[Begin Selected excerpt]

[comp.text] incorrect hyphenation in

fitz@mml0.meche.rpi.edu (Brian Fitzgerald) (01/24/91)

Is there any way to predict incorrect hyphenation in troff?

How about a shell script (a little like spell) that compares a "stop
list" to the text and perhaps prints warnings or generates ".hw"
requests?

I am currently using the troff that came with SunOS 4.0.3.

Brian Fitzgerald

npn@cbnewsl.att.com (nils-peter.nelson) (01/25/91)

In article <MJ7^8$@rpi.edu>, fitz@mml0.meche.rpi.edu (Brian Fitzgerald) writes:
> Is there any way to predict incorrect hyphenation in troff?
> 
> How about a shell script (a little like spell) that compares a "stop
> list" to the text and perhaps prints warnings or generates ".hw"
> requests?
> 
> I am currently using the troff that came with SunOS 4.0.3.
> 
> Brian Fitzgerald


Sorry, but not so easy. The source code has a 19,000 byte table
of suffixes, and there is a binary encoded digram table.

[End Selected excerpt]
[Begin Record extracts]

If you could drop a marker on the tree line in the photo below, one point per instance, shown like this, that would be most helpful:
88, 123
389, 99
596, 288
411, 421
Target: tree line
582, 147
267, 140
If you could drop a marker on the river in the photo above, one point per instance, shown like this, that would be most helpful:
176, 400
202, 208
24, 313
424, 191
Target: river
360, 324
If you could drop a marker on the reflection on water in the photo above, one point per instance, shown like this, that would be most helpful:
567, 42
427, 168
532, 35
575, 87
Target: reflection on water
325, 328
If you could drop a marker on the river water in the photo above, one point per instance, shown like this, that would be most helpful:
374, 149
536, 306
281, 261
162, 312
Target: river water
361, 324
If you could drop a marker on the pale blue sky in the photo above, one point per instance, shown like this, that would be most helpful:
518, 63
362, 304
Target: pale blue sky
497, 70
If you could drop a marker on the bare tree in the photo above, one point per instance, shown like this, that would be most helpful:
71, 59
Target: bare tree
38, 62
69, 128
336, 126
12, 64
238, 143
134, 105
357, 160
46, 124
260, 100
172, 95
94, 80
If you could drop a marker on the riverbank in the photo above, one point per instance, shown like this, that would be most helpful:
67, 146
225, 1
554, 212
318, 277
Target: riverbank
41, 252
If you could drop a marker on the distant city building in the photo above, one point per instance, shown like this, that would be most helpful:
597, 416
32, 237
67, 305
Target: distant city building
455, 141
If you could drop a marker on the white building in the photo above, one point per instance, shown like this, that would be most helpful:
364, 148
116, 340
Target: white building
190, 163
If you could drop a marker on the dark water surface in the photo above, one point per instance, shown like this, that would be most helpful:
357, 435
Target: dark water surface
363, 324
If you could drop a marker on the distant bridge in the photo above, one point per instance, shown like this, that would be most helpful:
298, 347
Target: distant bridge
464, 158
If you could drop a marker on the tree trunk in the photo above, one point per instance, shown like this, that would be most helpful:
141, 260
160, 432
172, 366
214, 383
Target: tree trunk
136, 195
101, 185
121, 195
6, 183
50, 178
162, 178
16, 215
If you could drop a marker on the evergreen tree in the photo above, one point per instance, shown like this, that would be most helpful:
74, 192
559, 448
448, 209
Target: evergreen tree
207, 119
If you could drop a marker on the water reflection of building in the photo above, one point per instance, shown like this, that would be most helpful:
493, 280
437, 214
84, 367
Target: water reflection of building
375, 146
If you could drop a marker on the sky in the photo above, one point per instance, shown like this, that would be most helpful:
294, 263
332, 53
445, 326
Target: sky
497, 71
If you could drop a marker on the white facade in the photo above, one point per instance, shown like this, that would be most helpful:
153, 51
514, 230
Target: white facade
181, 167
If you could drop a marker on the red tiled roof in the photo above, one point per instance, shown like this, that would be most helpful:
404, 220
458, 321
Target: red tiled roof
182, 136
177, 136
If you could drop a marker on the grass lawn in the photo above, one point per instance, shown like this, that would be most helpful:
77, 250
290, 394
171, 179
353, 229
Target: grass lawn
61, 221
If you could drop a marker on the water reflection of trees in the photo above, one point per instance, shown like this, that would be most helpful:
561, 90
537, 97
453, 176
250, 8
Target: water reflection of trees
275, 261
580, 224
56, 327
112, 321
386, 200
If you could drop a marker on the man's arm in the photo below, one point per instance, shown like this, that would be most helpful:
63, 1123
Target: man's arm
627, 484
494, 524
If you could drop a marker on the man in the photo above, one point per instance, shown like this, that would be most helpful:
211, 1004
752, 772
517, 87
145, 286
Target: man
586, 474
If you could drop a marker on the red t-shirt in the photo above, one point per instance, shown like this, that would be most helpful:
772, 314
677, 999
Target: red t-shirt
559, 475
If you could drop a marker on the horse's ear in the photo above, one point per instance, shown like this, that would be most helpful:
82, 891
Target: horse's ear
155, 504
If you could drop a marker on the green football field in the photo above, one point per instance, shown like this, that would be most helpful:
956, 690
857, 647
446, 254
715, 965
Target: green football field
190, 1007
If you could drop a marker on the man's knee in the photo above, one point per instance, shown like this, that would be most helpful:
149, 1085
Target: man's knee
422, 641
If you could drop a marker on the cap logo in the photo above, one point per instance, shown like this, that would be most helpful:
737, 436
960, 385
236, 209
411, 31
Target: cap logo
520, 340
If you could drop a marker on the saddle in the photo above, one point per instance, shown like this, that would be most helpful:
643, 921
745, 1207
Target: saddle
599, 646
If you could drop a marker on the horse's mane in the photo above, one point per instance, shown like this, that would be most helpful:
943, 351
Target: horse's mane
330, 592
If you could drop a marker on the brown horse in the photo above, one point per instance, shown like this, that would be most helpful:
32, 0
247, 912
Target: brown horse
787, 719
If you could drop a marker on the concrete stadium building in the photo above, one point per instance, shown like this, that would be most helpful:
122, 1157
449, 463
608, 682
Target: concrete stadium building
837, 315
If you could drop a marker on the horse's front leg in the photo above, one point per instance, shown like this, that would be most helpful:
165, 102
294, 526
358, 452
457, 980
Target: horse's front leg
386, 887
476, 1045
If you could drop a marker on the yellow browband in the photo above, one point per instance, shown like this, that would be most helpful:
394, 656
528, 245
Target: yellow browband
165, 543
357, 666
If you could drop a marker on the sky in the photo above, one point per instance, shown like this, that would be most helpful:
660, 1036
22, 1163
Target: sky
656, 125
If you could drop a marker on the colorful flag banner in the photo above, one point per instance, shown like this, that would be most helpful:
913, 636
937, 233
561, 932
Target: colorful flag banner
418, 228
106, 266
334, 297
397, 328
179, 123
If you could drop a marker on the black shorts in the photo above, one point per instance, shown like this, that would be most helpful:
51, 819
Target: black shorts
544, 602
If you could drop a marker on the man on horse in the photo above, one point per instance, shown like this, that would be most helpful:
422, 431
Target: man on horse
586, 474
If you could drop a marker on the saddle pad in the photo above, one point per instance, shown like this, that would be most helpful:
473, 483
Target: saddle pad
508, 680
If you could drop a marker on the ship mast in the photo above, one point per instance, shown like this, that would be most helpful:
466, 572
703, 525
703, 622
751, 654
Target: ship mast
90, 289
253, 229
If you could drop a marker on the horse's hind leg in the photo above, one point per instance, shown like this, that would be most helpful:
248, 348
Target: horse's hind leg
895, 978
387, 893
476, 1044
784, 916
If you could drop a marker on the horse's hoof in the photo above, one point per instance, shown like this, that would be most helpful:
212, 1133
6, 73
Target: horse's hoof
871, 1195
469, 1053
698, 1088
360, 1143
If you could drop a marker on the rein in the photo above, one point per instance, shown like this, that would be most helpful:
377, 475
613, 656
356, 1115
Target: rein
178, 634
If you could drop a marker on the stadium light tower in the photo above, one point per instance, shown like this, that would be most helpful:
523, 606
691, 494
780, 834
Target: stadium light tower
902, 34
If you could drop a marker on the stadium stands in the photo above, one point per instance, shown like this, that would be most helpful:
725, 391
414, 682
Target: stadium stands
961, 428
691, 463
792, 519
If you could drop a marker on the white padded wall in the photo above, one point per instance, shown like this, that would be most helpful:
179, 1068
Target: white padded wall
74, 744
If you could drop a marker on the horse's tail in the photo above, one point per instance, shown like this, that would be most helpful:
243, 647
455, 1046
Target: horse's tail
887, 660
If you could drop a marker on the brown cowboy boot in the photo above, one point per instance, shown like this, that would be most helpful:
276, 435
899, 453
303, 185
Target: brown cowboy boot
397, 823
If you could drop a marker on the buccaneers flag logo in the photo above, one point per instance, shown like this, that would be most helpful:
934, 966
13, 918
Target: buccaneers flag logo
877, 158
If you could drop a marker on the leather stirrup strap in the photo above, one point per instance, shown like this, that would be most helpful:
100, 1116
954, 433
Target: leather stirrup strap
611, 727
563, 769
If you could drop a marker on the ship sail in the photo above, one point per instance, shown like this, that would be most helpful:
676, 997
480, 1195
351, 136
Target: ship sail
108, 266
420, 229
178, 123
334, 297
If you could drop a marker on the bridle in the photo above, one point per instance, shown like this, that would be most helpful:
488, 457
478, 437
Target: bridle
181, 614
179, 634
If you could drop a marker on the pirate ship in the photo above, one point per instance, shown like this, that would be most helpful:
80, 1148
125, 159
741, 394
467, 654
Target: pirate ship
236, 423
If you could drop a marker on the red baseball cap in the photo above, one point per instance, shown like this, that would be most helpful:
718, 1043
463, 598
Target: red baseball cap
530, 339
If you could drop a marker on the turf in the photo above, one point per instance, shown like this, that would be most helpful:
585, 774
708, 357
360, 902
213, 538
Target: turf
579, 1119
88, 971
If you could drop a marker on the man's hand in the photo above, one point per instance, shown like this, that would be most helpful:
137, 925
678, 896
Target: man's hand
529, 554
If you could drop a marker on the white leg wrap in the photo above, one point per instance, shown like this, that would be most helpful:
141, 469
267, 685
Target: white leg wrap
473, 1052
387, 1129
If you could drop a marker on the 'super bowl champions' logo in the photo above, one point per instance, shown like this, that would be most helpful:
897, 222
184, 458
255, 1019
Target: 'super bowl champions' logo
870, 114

[End Record extracts]

What to do: Reproduce the troff hyphenation thread word for word, from "fitz@mml0.meche.rpi.edu (Brian Fitzgerald) (01/24/91)" up to and including "npn@cbnewsl.att.com (nils-peter.nelson) (01/25/91)". This material was drawn from a separate source.

Output:
fitz@mml0.meche.rpi.edu (Brian Fitzgerald) (01/24/91)

Is there any way to predict incorrect hyphenation in troff?

How about a shell script (a little like spell) that compares a "stop
list" to the text and perhaps prints warnings or generates ".hw"
requests?

I am currently using the troff that came with SunOS 4.0.3.

Brian Fitzgerald

npn@cbnewsl.att.com (nils-peter.nelson) (01/25/91)